### Aim:
Using the passage on the nation state below, decide whether each statement agrees with it: (a) many would argue the nation state reached its apogee in the 20th century; (b) circular migration necessarily weakens bonds of religious or cultural community; (c) human capital is most highly valued in the large cities. For each, answer yes or no and quote the deciding words.
***** Text extract
In keeping with a certain sense of pessimism that seems to permeate many analyses and discussions of the international situation today, one must state that the normal, reactive and conventional policy responses may not fit, nor be effective. It may be necessary, in keeping with dynamic world changes like globalization, to countenance a significant paradigm shift.
At the base, the concept of the nation state may be eroding. Many would argue that it reached its apogee in the 19th century and has been in decline since. If so, that decline has steepened dramatically as globalization has advanced. Phenomena such as so-called circular migration (one might almost call it peripatetic migration) have surged whereby a family may settle somewhere for education and employment, settle again to raise a family, and finally retire to a third location or perhaps to the original homeland. The net result is a weakening of loyalties to any one state entity but without necessarily weakening the bonds of religious or cultural community. Moreover, the action is now, and will be, overwhelmingly concentrated in urban centres because it is in the large cities that human capital is most highly valued and rewarded.
**********
***** Supplied material
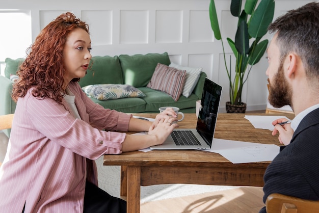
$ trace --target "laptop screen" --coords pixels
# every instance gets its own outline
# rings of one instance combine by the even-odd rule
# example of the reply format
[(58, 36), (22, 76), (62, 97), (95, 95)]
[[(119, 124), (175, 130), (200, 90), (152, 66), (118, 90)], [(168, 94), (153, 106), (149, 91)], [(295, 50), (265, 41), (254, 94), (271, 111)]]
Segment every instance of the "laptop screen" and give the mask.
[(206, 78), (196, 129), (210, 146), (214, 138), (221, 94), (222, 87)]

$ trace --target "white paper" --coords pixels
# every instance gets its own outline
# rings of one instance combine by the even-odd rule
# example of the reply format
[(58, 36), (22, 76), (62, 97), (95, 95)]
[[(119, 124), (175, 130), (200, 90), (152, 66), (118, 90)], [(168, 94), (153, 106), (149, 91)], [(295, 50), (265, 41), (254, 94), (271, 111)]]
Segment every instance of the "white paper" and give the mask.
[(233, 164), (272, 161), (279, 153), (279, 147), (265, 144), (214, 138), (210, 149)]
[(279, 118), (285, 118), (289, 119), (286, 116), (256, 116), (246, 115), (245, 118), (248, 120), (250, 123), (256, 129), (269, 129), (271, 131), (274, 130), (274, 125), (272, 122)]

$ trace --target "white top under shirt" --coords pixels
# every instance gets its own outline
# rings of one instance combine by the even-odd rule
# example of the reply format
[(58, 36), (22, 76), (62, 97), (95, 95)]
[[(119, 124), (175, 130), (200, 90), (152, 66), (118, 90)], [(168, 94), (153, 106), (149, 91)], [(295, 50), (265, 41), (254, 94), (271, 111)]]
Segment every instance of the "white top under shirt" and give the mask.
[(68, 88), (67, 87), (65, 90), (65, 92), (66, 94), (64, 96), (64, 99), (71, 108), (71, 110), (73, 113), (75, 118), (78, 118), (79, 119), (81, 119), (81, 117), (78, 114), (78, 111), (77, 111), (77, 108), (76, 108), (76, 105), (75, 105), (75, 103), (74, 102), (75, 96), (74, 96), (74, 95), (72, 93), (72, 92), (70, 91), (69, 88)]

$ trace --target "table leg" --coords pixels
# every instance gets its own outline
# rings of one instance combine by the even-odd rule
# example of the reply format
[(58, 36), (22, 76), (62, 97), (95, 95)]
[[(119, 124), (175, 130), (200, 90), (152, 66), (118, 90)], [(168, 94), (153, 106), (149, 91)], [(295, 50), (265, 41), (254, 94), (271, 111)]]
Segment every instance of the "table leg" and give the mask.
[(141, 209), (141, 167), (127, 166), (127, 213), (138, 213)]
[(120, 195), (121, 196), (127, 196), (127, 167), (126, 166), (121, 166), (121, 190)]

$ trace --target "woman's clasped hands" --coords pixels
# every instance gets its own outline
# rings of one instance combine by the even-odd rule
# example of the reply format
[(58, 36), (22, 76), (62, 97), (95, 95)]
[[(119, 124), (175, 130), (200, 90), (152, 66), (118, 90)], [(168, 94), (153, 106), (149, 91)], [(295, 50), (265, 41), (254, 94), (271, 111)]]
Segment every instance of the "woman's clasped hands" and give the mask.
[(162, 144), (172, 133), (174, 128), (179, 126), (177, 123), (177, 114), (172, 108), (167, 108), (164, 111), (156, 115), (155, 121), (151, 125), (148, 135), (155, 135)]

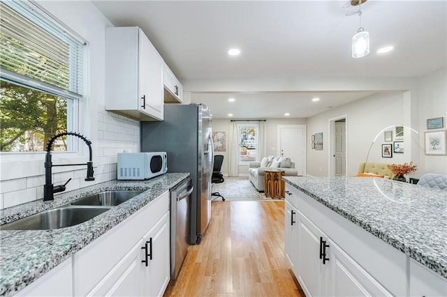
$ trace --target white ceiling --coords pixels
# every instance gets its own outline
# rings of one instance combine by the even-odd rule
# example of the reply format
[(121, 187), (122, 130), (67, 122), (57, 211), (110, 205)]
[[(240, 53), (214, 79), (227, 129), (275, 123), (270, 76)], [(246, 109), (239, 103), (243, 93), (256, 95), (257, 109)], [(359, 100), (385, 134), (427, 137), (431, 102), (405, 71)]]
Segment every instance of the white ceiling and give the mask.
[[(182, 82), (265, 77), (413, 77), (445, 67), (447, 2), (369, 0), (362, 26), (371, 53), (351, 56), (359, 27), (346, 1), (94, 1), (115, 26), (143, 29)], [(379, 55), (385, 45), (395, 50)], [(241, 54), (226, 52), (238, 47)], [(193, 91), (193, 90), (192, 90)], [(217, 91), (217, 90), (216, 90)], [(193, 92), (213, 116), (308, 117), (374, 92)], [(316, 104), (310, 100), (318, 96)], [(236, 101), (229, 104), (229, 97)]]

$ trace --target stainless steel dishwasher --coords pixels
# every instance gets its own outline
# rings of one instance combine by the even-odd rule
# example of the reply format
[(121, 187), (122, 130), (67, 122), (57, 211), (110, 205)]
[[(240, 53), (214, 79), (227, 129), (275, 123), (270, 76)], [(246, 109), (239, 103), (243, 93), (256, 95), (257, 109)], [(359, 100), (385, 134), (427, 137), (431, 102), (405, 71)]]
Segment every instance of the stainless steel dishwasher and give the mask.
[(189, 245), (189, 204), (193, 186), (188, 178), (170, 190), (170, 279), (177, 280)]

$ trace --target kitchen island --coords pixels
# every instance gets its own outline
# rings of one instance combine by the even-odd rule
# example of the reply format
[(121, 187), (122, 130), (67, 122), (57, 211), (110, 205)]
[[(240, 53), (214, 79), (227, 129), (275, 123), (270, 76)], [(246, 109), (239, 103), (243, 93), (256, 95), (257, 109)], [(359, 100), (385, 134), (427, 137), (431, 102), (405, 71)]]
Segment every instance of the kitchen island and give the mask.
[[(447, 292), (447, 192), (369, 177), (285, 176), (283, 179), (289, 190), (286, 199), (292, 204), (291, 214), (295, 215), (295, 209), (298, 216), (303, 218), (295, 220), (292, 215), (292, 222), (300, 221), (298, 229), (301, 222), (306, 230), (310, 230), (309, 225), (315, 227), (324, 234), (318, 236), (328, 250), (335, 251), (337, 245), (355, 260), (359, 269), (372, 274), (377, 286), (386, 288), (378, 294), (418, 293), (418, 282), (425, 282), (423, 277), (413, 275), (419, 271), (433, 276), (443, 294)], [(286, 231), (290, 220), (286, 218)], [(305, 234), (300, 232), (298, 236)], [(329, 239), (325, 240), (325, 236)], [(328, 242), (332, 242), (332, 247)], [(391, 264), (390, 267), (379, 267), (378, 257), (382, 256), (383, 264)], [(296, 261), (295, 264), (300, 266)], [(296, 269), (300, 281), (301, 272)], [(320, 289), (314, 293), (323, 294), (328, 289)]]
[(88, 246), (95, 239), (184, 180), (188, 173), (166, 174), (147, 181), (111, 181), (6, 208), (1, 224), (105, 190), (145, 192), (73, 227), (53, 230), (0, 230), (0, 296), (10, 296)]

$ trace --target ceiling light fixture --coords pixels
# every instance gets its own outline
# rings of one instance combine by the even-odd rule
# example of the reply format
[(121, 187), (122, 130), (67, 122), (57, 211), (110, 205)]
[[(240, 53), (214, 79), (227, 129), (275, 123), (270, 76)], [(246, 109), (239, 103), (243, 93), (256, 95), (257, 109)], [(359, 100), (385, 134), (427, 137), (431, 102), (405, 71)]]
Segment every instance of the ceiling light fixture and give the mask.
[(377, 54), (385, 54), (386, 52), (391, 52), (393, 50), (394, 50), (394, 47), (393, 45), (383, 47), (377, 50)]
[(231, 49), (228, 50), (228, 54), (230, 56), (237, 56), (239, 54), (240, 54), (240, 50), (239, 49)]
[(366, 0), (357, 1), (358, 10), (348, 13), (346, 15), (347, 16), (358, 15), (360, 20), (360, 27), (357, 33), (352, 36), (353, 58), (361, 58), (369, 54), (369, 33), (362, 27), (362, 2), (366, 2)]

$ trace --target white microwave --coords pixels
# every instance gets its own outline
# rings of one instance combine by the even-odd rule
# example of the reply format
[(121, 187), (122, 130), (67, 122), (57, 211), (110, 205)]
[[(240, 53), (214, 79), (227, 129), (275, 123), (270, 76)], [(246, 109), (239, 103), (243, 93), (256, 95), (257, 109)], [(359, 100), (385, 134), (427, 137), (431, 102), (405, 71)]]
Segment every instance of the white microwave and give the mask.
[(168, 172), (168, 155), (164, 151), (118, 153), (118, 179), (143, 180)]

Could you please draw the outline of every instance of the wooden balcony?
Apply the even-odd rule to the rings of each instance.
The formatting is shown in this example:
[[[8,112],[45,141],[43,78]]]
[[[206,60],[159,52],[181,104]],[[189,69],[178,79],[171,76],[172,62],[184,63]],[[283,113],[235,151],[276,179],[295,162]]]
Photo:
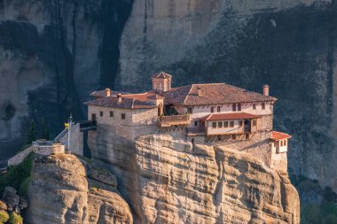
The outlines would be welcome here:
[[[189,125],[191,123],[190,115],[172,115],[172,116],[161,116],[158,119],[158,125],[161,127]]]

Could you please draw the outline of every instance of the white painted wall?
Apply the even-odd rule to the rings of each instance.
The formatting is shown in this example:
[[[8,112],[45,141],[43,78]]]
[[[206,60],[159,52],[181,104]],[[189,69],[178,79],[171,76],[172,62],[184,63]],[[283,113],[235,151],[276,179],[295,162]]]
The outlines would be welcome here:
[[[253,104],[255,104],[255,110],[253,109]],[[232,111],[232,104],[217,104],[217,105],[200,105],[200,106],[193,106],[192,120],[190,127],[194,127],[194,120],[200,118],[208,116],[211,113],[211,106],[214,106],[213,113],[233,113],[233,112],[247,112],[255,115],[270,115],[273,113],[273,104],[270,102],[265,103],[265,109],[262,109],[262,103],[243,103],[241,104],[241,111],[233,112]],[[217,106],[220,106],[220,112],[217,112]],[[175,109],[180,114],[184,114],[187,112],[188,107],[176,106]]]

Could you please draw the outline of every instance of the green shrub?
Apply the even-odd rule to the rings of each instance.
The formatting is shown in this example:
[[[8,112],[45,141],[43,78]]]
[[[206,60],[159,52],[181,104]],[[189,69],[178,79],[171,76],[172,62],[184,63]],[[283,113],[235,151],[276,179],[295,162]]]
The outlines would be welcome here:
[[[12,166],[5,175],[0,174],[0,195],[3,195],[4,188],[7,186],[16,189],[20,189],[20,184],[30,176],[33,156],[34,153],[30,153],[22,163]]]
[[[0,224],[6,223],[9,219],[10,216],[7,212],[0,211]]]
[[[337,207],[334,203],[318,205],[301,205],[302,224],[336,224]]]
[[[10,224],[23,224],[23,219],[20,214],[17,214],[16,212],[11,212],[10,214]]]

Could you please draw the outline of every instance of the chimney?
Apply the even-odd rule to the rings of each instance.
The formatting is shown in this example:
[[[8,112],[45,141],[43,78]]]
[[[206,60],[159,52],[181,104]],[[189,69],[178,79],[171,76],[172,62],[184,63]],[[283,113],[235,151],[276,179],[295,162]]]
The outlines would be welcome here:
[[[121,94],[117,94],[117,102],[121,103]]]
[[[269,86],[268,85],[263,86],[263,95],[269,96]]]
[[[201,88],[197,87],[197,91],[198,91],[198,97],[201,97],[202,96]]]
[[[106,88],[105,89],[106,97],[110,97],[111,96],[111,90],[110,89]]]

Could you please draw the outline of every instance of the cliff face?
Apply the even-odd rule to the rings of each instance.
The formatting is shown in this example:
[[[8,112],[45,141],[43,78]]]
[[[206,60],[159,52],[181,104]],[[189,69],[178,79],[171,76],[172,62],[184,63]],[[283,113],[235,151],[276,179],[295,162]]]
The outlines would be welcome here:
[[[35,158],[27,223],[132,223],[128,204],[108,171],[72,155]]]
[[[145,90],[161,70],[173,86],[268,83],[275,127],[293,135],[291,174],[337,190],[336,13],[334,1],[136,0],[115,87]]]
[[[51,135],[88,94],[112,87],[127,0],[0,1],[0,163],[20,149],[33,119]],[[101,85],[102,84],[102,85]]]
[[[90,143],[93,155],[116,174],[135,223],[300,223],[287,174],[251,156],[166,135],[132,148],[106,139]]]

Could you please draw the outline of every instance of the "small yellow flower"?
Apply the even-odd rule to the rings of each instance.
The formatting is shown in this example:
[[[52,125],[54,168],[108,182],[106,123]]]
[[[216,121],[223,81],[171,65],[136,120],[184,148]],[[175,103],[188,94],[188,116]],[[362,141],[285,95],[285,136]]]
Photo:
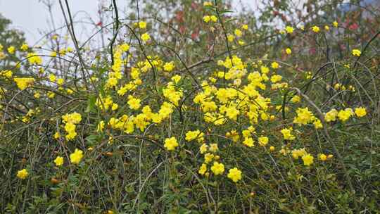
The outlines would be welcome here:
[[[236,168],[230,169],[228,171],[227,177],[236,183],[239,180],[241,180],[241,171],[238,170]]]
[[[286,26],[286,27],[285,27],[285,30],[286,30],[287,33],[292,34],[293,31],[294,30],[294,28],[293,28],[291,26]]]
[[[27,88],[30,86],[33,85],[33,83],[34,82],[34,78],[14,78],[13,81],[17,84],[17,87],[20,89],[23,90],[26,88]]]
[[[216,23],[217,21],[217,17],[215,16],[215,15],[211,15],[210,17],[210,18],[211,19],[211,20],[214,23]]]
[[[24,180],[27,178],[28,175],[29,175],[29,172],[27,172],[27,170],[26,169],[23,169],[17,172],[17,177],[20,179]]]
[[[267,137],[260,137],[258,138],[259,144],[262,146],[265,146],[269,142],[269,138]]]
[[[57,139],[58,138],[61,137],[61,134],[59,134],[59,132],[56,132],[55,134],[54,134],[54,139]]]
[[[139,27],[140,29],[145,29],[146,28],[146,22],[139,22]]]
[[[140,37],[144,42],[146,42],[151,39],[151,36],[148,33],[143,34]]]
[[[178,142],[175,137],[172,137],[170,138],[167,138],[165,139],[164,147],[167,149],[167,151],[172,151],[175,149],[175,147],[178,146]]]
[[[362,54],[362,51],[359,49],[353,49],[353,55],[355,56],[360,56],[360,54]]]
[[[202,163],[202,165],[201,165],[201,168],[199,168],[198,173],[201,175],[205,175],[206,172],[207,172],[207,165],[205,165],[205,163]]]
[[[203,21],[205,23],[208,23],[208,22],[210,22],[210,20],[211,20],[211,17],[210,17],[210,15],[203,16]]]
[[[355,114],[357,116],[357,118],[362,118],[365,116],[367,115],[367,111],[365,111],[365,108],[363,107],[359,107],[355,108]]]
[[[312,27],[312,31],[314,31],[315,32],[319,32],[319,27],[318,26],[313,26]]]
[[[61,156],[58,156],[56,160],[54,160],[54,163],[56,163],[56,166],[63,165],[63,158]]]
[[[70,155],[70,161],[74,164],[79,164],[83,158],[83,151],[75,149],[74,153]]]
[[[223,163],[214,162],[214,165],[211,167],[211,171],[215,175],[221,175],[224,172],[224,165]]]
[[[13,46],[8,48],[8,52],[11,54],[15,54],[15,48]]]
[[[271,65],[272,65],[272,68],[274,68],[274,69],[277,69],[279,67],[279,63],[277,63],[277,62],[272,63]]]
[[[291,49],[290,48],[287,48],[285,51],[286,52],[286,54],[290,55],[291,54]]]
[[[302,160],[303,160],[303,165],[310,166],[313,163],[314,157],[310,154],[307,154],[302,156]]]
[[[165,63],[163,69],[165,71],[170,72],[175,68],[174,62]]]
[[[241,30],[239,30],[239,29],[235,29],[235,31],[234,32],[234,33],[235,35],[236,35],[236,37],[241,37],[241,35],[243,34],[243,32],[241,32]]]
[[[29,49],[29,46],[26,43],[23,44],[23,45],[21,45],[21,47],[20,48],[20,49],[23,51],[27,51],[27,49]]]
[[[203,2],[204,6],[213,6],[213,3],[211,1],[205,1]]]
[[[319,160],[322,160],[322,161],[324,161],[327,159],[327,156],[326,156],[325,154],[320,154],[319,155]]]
**********
### Answer:
(a) No: "Many would argue that it reached its apogee in the 19th century"
(b) No: "but without necessarily weakening the bonds of religious or cultural community"
(c) Yes: "it is in the large cities that human capital is most highly valued and rewarded"